Written request.
Copy the records below line by line, reproducing every word, number and punctuation mark without change.

Excerpted records.
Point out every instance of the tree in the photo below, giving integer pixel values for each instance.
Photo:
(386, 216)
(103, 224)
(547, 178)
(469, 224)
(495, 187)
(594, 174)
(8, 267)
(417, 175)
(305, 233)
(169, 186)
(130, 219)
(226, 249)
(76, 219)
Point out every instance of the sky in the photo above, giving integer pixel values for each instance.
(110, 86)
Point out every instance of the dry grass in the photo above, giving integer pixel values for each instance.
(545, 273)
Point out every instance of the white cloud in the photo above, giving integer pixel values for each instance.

The output.
Point out every instance of the tree in the photo below, giving integer pixel values for each instance.
Photo:
(386, 216)
(103, 224)
(547, 178)
(469, 224)
(495, 187)
(594, 174)
(8, 267)
(417, 175)
(305, 233)
(169, 186)
(130, 219)
(226, 249)
(76, 219)
Point out every instance of the sky in the photo above, giving integer pixel values for each instance.
(110, 86)
Point out every instance of the dry grass in the photo above, giving integer pixel values for each instance.
(545, 273)
Point out every instance of the white cloud in the photo above, giving integer pixel values for each instance.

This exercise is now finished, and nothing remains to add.